_What is needed_
Could you rewrite every line of the entries below as a JSON list of strings, one string per line, with blank lines omitted?

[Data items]
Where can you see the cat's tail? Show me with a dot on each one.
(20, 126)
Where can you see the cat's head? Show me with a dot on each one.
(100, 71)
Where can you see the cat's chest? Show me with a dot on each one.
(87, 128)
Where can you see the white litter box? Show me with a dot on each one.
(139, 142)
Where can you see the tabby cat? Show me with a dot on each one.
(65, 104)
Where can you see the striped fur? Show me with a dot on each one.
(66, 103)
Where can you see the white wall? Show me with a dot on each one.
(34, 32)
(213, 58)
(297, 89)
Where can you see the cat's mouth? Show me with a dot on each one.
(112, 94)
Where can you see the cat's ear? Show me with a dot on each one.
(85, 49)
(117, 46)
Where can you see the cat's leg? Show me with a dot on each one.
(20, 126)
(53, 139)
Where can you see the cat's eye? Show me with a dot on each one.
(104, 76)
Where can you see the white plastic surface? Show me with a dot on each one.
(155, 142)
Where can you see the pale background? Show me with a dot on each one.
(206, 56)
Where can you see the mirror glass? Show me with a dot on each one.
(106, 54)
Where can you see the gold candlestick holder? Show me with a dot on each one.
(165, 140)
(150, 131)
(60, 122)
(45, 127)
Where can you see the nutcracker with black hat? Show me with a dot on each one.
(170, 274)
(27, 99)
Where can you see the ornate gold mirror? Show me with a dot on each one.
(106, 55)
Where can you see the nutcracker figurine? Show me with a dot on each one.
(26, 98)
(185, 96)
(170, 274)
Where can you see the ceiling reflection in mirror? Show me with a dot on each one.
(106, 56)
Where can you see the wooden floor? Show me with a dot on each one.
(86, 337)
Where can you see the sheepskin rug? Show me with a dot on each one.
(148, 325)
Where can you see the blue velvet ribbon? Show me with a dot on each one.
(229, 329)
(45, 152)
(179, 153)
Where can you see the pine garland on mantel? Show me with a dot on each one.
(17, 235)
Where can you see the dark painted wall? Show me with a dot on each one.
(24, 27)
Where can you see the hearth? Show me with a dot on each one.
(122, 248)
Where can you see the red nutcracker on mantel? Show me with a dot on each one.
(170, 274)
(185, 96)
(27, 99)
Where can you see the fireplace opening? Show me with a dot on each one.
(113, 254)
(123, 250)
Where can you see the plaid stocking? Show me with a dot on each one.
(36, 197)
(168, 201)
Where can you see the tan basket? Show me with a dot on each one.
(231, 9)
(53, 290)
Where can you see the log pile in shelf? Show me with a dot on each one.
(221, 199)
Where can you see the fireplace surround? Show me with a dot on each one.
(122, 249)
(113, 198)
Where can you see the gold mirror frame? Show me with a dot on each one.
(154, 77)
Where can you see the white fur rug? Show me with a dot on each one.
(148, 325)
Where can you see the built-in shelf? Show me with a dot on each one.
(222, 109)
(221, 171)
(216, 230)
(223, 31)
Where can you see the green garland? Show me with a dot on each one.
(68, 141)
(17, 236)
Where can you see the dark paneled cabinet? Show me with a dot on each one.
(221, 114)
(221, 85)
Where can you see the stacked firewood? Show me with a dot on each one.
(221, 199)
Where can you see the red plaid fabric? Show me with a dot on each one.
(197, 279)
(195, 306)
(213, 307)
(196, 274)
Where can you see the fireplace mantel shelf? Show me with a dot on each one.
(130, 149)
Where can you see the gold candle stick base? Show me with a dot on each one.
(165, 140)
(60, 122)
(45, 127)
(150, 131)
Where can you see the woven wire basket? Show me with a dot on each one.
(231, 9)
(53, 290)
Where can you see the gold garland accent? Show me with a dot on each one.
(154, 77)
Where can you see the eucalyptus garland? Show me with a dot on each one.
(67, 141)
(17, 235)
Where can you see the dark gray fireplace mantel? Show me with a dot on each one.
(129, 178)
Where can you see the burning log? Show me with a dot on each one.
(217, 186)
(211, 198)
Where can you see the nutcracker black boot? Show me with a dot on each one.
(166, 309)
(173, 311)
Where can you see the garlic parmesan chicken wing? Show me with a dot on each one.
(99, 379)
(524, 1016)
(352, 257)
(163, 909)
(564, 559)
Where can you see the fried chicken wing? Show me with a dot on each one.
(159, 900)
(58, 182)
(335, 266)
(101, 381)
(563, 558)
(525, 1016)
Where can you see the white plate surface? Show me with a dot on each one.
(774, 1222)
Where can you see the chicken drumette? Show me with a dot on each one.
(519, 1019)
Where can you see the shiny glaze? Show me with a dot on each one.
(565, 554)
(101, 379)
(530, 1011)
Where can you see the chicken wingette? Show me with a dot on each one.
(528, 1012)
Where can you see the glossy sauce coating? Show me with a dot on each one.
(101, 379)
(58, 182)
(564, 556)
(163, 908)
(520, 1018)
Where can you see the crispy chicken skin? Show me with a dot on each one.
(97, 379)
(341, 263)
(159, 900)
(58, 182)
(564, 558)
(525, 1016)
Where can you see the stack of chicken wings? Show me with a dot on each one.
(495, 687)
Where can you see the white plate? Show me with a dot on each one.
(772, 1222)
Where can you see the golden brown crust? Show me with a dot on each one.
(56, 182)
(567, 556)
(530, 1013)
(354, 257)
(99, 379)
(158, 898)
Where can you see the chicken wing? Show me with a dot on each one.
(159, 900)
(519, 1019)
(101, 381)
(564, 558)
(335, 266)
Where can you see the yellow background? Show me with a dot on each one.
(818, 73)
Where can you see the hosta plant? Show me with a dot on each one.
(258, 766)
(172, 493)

_Worked answer_
[
  "Where can you see the cat's tail? Show me with a dot on each one.",
  "(20, 126)",
  "Where can you see the cat's head? Show me with a dot on each one.",
  "(100, 71)",
  "Where can you see the cat's chest? Show me with a dot on each one.",
  "(87, 128)",
  "Where can you see the white litter box? Show me with a dot on each one.",
  "(139, 142)",
  "Where can you see the tabby cat? Show me with a dot on each one.",
  "(65, 104)",
  "Where can you see the striped fur? Show me with a dot on each one.",
  "(66, 103)",
  "Where can you see the white wall? Show me with a dot on each one.",
  "(34, 32)",
  "(213, 58)",
  "(297, 89)",
  "Where can you see the cat's mouth? Show me with a dot on each one.",
  "(112, 94)",
  "Where can you see the cat's ear? Show me with a dot on each one.",
  "(85, 49)",
  "(117, 46)",
  "Where can you see the cat's leg? Show me with a dot on each one.",
  "(20, 126)",
  "(53, 139)",
  "Where can you see the cat's eye? Show me with a dot on each one.",
  "(104, 76)",
  "Where can you see the white plastic surface? Show me with a dot on each one.",
  "(155, 142)",
  "Where can you see the pale background? Show me with a dot on each one.",
  "(206, 56)",
  "Where can you see the mirror glass? Show me with a dot on each one.",
  "(106, 54)",
  "Where can you see the gold candlestick holder? Show me with a dot on each one.",
  "(165, 140)",
  "(150, 131)",
  "(60, 122)",
  "(45, 127)",
  "Where can you see the nutcracker with black hat? Show me with a dot on each one.",
  "(170, 274)",
  "(27, 99)",
  "Where can you see the ornate gold mirror? Show me with a dot on each one.",
  "(106, 55)",
  "Where can you see the nutcracker figurine? Show me with a dot on each one.",
  "(26, 98)",
  "(185, 96)",
  "(170, 274)",
  "Where can you see the ceiling reflection in mirror? Show me with a dot on each one.",
  "(106, 56)",
  "Where can you see the wooden floor? Show me with a dot on each one.",
  "(86, 337)",
  "Where can you see the sheepskin rug? Show me with a dot on each one.",
  "(148, 325)",
  "Where can you see the blue velvet ribbon? Show me with a dot on each one.",
  "(229, 329)",
  "(45, 152)",
  "(179, 153)",
  "Where can you see the pine garland on mantel? Show me with a dot on each one.",
  "(17, 235)",
  "Where can you see the dark painted wall? Show me with a dot on each one.",
  "(24, 27)",
  "Where can you see the hearth? Show me with a dot on each one.",
  "(122, 248)",
  "Where can you see the red nutcracker on mantel? Show me with a dot on each one.",
  "(170, 274)",
  "(185, 96)",
  "(27, 99)",
  "Where can you see the fireplace opening? Show me with a dot on each one.",
  "(113, 254)",
  "(123, 250)",
  "Where can you see the plaid stocking? Show me with a dot on each one.",
  "(36, 197)",
  "(168, 201)",
  "Where can you see the tan basket? Show me with a dot on each one.",
  "(231, 9)",
  "(53, 290)",
  "Where can you see the log pile in shelf? Show me with a dot on each one.",
  "(221, 199)",
  "Where can you see the fireplace surround? Show me with a dot on each one.",
  "(122, 249)",
  "(113, 198)",
  "Where can you see the gold mirror frame? Show me with a dot on each one.",
  "(154, 77)",
  "Where can you see the white fur rug? Show me with a dot on each one.",
  "(148, 325)",
  "Where can you see the built-in shelf? Show me with a dot on each one.",
  "(222, 109)",
  "(221, 171)",
  "(216, 230)",
  "(223, 31)",
  "Where can you see the green garland? Show me with a dot on each one.",
  "(68, 141)",
  "(17, 236)",
  "Where can you see the dark paneled cabinet? Show me with a dot on each one.",
  "(221, 114)",
  "(221, 85)",
  "Where can you see the stacked firewood? Show me with a dot on each one.",
  "(221, 199)",
  "Where can you see the red plaid fabric? Show me with a dot on each one.",
  "(197, 279)",
  "(195, 306)",
  "(213, 307)",
  "(196, 274)",
  "Where can you see the fireplace mantel shelf? Show me with a dot on each one.",
  "(130, 149)",
  "Where can you see the gold candle stick base? Show me with a dot on each one.",
  "(165, 140)",
  "(60, 122)",
  "(45, 127)",
  "(150, 131)",
  "Where can you see the woven wire basket? Show me with a dot on each one.",
  "(231, 9)",
  "(53, 290)",
  "Where can you see the gold garland accent? Show me with a dot on each one.",
  "(154, 77)",
  "Where can you see the eucalyptus garland? Show me with a dot on each one.",
  "(67, 141)",
  "(17, 235)",
  "Where can you see the dark gray fireplace mantel? Show me with a dot on each one.",
  "(129, 178)",
  "Where can you see the burning log? Show me with a dot on each one.",
  "(217, 186)",
  "(211, 198)",
  "Where can you see the nutcracker black boot? Show me with a dot on each one.",
  "(166, 309)",
  "(173, 311)",
  "Where can you see the garlic parmesan chicken wing? Show me with a dot on each one.",
  "(99, 379)",
  "(524, 1016)",
  "(352, 257)",
  "(163, 909)",
  "(564, 559)",
  "Where can you see the fried chicken wing? Show me with a dot on each one.",
  "(159, 900)",
  "(58, 182)",
  "(335, 266)",
  "(101, 381)",
  "(563, 558)",
  "(525, 1016)",
  "Where can you see the white plate surface? Show me with a dot on each one.",
  "(774, 1222)",
  "Where can you see the chicken drumette? Show me with a dot on each one.",
  "(519, 1019)",
  "Where can you see the shiny glaze? Show me with a dot on each one.",
  "(565, 554)",
  "(101, 379)",
  "(530, 1011)",
  "Where can you see the chicken wingette? Show me with a dot on each one.",
  "(528, 1012)",
  "Where can you see the glossy sauce coating? Show me with a dot on each one.",
  "(101, 379)",
  "(58, 182)",
  "(564, 556)",
  "(163, 908)",
  "(520, 1018)",
  "Where can you see the crispy chicken skin? Show me with a dot on each one.",
  "(97, 379)",
  "(341, 263)",
  "(159, 900)",
  "(58, 182)",
  "(564, 558)",
  "(525, 1016)",
  "Where can you see the stack of chicken wings? Show me with a dot on each one.",
  "(495, 687)",
  "Where can you see the white plate? Show me with a dot on each one.",
  "(772, 1222)",
  "Where can you see the golden brown crust? Show me with a dot on each one.",
  "(56, 182)",
  "(567, 556)",
  "(530, 1013)",
  "(354, 257)",
  "(99, 379)",
  "(158, 898)",
  "Where can you see the chicken wing? Show me with a dot on each one.",
  "(159, 900)",
  "(519, 1019)",
  "(101, 381)",
  "(564, 558)",
  "(335, 266)",
  "Where can you see the yellow background? Show me with a dot on each one.",
  "(818, 73)",
  "Where can you see the hosta plant? Show me with a dot on each one.",
  "(258, 766)",
  "(172, 493)"
]